[TASK DETAILS]:
Lay out the records below, from the line holding "Objective — for every instance of the red" through the line holding "495], [69, 411]]", both included, as a two-column CSV with the columns instruction and points. Give one row per record with its text and its answer, each in one quoted field with line breaks turned into spaces, and leave the pictures out.

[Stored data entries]
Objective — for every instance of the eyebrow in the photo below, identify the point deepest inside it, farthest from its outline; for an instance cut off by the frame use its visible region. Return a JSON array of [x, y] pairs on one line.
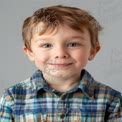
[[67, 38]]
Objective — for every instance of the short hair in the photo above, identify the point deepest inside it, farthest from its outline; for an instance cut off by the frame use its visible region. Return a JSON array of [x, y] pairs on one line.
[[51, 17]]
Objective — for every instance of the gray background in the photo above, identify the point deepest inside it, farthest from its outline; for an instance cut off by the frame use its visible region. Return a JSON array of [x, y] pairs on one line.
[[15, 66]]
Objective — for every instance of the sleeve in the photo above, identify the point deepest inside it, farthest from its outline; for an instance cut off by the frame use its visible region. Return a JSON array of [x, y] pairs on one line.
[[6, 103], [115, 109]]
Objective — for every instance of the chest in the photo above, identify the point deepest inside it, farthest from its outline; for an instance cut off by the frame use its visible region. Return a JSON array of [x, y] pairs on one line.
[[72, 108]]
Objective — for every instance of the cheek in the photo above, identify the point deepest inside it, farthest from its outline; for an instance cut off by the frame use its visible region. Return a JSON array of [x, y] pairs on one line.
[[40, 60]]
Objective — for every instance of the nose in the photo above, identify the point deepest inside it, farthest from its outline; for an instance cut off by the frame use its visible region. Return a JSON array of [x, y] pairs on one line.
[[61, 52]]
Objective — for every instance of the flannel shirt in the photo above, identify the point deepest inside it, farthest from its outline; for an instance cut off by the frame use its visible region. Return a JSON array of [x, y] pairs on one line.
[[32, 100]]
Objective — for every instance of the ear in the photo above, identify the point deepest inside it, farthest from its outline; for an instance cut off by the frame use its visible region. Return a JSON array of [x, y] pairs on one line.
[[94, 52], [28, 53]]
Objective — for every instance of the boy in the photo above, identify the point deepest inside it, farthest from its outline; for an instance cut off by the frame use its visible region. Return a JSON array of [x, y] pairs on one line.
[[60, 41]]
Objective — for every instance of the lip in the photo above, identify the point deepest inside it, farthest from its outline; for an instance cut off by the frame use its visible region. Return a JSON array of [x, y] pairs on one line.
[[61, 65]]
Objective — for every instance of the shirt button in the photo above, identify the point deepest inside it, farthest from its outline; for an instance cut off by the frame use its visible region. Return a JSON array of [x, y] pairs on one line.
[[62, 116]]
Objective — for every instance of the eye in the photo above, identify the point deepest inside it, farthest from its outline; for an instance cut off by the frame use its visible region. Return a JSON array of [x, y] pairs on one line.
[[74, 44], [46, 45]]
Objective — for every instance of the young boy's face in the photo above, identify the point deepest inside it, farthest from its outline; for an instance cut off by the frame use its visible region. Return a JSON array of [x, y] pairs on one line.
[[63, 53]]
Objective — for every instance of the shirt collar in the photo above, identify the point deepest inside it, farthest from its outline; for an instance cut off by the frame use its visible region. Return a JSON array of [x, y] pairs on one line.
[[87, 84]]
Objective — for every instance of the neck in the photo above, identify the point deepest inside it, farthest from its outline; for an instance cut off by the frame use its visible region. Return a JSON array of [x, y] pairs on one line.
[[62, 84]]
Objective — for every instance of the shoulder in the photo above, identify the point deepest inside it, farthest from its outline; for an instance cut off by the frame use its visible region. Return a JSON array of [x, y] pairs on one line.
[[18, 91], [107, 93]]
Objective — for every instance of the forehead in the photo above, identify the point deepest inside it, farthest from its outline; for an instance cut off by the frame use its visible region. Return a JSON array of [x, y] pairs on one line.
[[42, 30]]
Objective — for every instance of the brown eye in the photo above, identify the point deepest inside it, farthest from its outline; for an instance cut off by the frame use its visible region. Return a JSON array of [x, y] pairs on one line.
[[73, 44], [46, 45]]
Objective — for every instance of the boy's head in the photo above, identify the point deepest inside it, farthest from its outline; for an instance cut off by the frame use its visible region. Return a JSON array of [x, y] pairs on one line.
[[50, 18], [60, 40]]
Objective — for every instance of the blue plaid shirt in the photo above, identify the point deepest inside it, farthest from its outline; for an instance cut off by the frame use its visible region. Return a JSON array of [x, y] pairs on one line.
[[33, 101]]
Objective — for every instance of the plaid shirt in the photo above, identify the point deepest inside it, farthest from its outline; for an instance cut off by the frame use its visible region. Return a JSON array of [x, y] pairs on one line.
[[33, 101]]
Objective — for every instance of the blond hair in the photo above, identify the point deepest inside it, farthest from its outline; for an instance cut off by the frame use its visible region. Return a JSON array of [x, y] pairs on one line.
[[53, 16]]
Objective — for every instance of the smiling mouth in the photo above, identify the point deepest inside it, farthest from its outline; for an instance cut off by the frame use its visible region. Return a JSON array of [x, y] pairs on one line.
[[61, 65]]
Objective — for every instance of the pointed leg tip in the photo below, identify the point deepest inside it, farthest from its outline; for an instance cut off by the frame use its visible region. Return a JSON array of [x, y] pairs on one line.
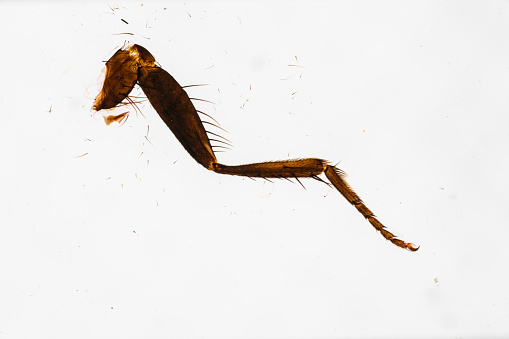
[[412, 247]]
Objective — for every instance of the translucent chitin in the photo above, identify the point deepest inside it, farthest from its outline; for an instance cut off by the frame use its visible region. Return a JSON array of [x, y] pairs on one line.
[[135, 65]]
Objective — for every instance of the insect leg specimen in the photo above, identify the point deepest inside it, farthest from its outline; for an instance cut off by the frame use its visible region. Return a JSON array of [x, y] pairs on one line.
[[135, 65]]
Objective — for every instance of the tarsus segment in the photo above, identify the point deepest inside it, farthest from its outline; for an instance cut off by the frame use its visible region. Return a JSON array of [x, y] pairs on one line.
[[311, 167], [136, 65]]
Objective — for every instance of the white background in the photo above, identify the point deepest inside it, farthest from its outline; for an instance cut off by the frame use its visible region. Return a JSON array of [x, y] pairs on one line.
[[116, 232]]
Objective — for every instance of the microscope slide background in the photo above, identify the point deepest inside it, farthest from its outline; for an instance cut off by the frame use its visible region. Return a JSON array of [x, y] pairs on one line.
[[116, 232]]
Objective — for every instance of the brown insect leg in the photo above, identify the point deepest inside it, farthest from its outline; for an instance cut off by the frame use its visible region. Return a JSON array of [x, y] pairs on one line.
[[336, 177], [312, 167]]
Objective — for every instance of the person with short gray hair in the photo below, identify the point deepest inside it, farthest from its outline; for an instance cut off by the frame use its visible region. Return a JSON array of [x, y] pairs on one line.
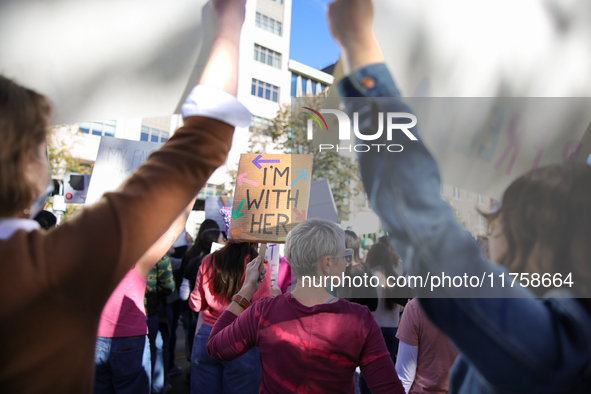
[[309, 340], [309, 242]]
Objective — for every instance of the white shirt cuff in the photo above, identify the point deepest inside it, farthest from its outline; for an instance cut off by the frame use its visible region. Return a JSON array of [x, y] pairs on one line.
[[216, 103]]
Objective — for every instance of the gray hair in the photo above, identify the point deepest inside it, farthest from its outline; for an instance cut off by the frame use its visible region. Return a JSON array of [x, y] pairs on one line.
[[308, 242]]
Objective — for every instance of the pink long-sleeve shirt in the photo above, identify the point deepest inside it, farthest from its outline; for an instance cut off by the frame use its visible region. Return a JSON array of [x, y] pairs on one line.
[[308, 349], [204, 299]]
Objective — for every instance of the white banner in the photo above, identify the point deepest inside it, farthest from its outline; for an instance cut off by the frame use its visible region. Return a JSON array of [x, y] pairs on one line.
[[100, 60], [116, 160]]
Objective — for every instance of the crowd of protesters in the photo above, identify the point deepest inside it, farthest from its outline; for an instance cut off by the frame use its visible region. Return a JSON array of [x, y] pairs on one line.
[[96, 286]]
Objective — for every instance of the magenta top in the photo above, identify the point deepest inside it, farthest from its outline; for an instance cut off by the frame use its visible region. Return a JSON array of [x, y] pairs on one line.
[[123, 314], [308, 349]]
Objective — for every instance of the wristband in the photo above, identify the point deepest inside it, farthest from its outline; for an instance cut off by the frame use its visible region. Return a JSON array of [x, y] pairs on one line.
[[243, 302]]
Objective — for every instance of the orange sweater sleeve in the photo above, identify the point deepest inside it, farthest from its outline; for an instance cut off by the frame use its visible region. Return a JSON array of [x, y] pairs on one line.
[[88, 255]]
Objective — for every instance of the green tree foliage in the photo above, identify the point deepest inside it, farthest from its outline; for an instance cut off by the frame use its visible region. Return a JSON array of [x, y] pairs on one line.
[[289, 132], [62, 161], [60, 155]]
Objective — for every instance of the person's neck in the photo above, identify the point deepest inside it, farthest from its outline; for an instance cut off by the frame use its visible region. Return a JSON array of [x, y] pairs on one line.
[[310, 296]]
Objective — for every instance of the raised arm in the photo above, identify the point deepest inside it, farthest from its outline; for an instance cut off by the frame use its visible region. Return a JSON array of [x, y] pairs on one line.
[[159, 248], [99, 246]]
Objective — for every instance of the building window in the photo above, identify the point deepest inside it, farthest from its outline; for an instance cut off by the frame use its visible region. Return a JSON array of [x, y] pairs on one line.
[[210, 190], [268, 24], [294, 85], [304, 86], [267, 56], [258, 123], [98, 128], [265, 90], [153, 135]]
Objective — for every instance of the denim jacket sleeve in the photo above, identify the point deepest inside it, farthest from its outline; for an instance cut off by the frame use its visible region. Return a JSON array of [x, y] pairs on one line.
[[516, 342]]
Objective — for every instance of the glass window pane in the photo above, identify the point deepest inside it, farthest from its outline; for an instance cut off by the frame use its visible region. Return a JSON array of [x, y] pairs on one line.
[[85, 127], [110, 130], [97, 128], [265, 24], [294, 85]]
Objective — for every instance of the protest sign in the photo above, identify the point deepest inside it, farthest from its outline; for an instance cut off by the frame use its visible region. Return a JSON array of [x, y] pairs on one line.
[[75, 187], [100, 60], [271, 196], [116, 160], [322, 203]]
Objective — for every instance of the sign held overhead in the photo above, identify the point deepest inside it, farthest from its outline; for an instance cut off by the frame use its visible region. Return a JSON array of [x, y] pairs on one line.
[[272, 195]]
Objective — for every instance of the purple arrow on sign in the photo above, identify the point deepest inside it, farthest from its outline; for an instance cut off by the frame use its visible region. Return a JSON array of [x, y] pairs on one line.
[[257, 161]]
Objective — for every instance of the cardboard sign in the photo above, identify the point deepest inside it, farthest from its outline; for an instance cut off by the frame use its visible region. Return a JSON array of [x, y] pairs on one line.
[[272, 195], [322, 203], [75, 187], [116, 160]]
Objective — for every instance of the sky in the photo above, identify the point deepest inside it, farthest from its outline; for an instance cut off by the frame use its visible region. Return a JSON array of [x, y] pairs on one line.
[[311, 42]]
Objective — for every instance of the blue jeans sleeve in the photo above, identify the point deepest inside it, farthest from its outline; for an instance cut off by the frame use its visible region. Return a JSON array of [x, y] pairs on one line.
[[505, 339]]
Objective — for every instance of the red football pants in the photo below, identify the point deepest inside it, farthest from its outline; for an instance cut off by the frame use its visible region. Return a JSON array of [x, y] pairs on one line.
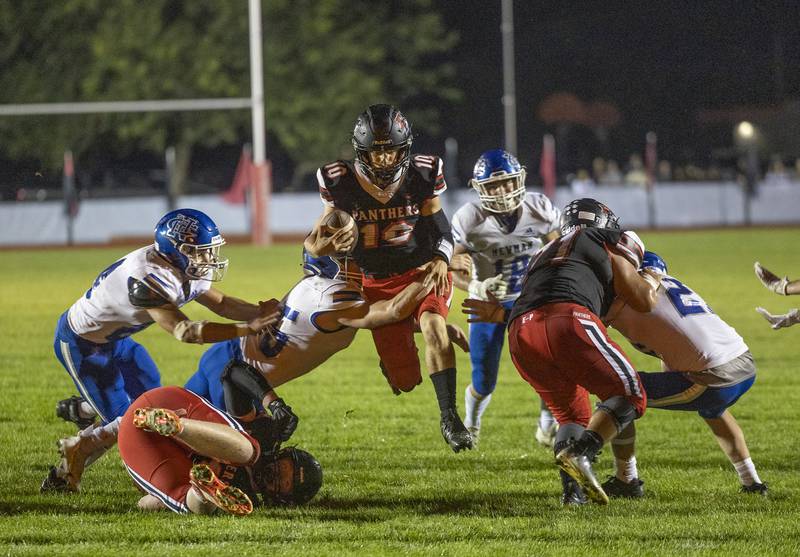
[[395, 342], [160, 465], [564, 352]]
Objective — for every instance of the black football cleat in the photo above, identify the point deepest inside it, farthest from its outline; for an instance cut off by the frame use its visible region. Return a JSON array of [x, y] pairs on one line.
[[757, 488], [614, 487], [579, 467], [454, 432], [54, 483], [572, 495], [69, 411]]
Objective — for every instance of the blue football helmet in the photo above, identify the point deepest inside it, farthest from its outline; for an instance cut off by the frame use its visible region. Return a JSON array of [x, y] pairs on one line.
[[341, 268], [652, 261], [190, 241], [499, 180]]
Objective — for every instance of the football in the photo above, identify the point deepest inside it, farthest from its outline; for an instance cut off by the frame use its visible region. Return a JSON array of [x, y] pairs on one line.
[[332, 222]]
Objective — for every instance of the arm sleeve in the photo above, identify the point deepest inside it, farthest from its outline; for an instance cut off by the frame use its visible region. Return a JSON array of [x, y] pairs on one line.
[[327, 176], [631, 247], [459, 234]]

[THE COMPLETED TASK]:
instruction,points
"Objective — for every instance of the red football pants in the photo below, identify the point deepest inside it, farthest from its outline; for an instance cut off by the frame use its visible region. Return a JSON array of [x, y] pairs on one line.","[[395, 342], [160, 465], [564, 352]]"
"Objective — for every instance of the black football cleat in the photo above, identify the point deepest inside it, farthest from its outline; for an instance cut off by the frame use its visible region. Return a JSON array of [x, y] pairs on one line.","[[757, 488], [614, 487], [579, 467], [454, 432], [54, 483], [572, 495], [69, 411]]"